▶ [TEXTO DE LEITURA]

########

A velocidade da internet mexe profundamente com nosso senso de timing e, pior, com nossa paciência e empatia. É sobre esse (potencial) fenômeno que quero falar um pouco.
Tenho percebido esse movimento crescer durante a pandemia, talvez porque tudo que era analógico – e não havia alternativa, a não ser se resignar (trânsito, por exemplo) – tornou-se digital de um dia para o outro e, obviamente, seguimos o timing do upload.
Outra alternativa é o fato de não precisarmos mais estar presentes para fazer comentários. Não estamos mais frente a frente, e o papel/tela aceita desaforo com muito mais facilidade.
Mas por que essa dúvida agora, Marcela? O ser humano sempre foi assim. Acho que não, e alguns dados me ajudaram a embasar minha percepção de que agora as coisas estão piores. Nossa taxa de feminicídio entre 2019 e 2020 cresceu quase 2% só no primeiro semestre. São 648 mulheres mortas somente por “ser mulheres”.

########

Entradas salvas
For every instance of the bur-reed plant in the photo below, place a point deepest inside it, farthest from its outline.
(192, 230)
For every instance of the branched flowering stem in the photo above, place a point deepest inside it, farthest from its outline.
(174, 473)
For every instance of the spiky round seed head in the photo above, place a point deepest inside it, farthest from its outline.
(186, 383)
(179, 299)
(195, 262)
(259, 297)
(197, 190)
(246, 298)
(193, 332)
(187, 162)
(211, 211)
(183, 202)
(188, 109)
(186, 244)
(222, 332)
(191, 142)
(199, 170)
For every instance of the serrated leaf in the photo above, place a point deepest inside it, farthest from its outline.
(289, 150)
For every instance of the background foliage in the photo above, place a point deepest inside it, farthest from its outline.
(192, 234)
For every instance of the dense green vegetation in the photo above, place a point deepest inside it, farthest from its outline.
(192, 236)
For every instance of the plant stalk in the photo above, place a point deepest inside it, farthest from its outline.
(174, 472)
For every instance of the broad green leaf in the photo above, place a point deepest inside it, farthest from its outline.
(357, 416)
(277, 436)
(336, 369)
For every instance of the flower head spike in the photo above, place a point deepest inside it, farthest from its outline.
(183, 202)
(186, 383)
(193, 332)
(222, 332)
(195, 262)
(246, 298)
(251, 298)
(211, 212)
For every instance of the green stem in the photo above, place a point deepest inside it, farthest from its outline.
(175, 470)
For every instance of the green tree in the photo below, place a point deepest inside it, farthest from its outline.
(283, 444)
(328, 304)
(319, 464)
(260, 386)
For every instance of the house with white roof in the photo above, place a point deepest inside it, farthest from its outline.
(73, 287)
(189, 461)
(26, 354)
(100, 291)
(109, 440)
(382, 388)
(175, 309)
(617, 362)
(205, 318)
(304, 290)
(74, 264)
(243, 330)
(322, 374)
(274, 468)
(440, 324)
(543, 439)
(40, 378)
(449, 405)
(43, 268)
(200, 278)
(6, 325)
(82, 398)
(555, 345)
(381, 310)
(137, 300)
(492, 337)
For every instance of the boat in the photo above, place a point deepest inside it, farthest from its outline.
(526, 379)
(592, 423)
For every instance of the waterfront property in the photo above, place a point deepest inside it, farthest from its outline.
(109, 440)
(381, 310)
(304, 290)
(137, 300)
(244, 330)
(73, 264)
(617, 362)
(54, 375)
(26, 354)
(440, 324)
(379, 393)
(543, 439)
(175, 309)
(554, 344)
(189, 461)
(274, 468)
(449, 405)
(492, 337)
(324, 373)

########

▶ [ATIVIDADE 1]
Responda com base no texto de leitura:
(a) Durante que período, segundo o texto, esse movimento tem sido percebido crescendo?
(b) Que exemplo aparece entre parênteses de algo analógico diante do qual não havia alternativa a não ser se resignar?
(c) Quantas mulheres, conforme os dados citados, foram mortas somente por "ser mulheres"?
▶ [ATIVIDADE 2]
Reproduza fielmente o trecho do texto de leitura que começa em "A velocidade da" e termina em "muito mais facilidade.", incluindo essas palavras.

▶ [RESULTADO DO EXERCÍCIO 1]
(a) Durante a pandemia.
(b) O trânsito.
(c) 648 mulheres.

▶ [RESULTADO DO EXERCÍCIO 2]
A velocidade da internet mexe profundamente com nosso senso de timing e, pior, com nossa paciência e empatia. É sobre esse (potencial) fenômeno que quero falar um pouco.
Tenho percebido esse movimento crescer durante a pandemia, talvez porque tudo que era analógico – e não havia alternativa, a não ser se resignar (trânsito, por exemplo) – tornou-se digital de um dia para o outro e, obviamente, seguimos o timing do upload.
Outra alternativa é o fato de não precisarmos mais estar presentes para fazer comentários. Não estamos mais frente a frente, e o papel/tela aceita desaforo com muito mais facilidade.